==== MATERIAL SHOWN

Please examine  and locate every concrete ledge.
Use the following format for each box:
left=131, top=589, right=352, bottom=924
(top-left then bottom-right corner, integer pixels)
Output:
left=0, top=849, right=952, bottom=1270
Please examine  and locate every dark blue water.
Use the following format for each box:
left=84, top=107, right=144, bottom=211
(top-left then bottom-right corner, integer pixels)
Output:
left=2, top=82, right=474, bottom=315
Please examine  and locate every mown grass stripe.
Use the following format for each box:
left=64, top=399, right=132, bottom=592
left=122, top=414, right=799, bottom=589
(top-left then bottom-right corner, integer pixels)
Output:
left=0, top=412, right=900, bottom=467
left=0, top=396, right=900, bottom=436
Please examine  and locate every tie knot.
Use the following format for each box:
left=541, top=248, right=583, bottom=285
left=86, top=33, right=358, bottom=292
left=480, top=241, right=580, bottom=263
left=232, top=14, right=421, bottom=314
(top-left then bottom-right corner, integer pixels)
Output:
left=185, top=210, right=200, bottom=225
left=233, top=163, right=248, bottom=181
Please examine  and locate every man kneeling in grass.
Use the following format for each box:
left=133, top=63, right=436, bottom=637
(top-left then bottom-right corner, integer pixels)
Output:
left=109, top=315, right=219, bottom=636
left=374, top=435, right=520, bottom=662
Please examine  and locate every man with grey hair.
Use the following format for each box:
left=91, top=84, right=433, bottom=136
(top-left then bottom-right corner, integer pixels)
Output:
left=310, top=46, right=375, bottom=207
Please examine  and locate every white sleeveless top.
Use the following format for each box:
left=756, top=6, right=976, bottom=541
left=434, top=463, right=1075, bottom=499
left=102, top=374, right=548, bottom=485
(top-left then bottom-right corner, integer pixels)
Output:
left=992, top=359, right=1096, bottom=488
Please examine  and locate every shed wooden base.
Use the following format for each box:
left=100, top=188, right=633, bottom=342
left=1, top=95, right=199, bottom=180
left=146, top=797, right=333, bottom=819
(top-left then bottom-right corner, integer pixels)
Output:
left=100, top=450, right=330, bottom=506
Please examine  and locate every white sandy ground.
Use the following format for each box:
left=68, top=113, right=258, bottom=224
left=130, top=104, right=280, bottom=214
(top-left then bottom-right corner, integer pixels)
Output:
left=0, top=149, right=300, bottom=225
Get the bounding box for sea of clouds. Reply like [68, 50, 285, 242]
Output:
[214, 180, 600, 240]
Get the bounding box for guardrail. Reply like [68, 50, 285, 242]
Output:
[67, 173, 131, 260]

========

Recast every line of the records above as one numbered list, leaving out any blank lines.

--- FULL SOLUTION ---
1. Please examine  and locate every concrete ledge.
2. Use the following format for each box:
3. left=131, top=589, right=352, bottom=924
4. (top-left then bottom-right corner, integer pixels)
5. Output:
6. left=0, top=849, right=952, bottom=1270
7. Please examine  and locate every dark blue water.
8. Use the following format for each box:
9. left=84, top=107, right=144, bottom=211
10. (top-left then bottom-right corner, integer pixels)
11. Output:
12. left=2, top=82, right=474, bottom=315
13. Please examine  and locate every mown grass stripe.
14. Use the following format for each box:
15. left=64, top=399, right=132, bottom=592
16. left=122, top=414, right=799, bottom=589
17. (top-left then bottom-right corner, integer pixels)
18. Output:
19. left=0, top=412, right=900, bottom=467
20. left=0, top=396, right=900, bottom=436
21. Please examine  and locate every tie knot.
22. Use the following format for each box:
23. left=541, top=248, right=583, bottom=285
24. left=86, top=33, right=358, bottom=292
25. left=480, top=241, right=580, bottom=263
26. left=232, top=14, right=421, bottom=314
27. (top-left then bottom-right corner, integer pixels)
28. Output:
29. left=185, top=210, right=200, bottom=225
30. left=233, top=163, right=248, bottom=181
31. Please examine  and locate every man kneeling in grass.
32. Use the following format for each box:
33. left=133, top=63, right=436, bottom=637
34. (top-left then bottom-right corner, integer pixels)
35. Output:
36. left=109, top=315, right=219, bottom=636
37. left=374, top=435, right=520, bottom=662
38. Please examine  and locate every man with grey hair.
39. Use the following format for each box:
40. left=91, top=84, right=433, bottom=136
41. (top-left then bottom-right corner, integer pixels)
42. Output:
43. left=310, top=46, right=375, bottom=207
44. Please examine  and locate every white sleeveless top.
45. Use the following format for each box:
46. left=756, top=6, right=976, bottom=541
47. left=434, top=463, right=1075, bottom=499
48. left=102, top=374, right=548, bottom=485
49. (top-left then bottom-right corner, integer pixels)
50. Output:
51. left=992, top=359, right=1096, bottom=488
52. Please examine  and locate every shed wooden base.
53. Use the following format for each box:
54. left=100, top=188, right=633, bottom=342
55. left=1, top=95, right=199, bottom=180
56. left=146, top=797, right=333, bottom=819
57. (top-left then bottom-right corner, integer pixels)
58. Output:
59. left=100, top=450, right=330, bottom=506
60. Please examine  and locate every white sandy ground.
61. Use the following format for each box:
62. left=68, top=113, right=258, bottom=224
63. left=130, top=104, right=280, bottom=214
64. (top-left then bottom-right corner, integer pixels)
65. Output:
66. left=0, top=149, right=300, bottom=225
67. Get the bounding box for sea of clouds. Reply like [68, 50, 285, 242]
68. Output:
69. [214, 180, 600, 240]
70. Get the bounding box for guardrail. Reply like [68, 50, 285, 242]
71. Output:
72. [67, 173, 131, 260]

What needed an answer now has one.